EXERCISE INSTRUCTIONS:
Retype each of the following items word for word.

PROVIDED INFORMATION:
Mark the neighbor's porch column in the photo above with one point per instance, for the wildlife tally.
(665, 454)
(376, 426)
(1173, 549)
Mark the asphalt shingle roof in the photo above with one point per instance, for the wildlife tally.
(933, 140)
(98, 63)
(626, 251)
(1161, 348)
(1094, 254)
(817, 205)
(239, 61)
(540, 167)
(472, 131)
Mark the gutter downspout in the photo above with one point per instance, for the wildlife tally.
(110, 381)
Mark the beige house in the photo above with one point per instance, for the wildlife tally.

ANSWER FOR THE TASK:
Mark the neighbor's porch column in the photo above with one point per instance, for the wildlife tally.
(665, 454)
(376, 426)
(1173, 549)
Mark the asphalt shingle roof in the photo above with one point per instance, for the wildlife tally.
(933, 140)
(98, 63)
(626, 251)
(1161, 348)
(1094, 254)
(817, 205)
(239, 61)
(540, 167)
(472, 131)
Mark the gutter downspout in the photo above with one point per instance, for the wildlife tally.
(110, 381)
Mark the beige house in the photo above with one point per instance, for the wildlife tally.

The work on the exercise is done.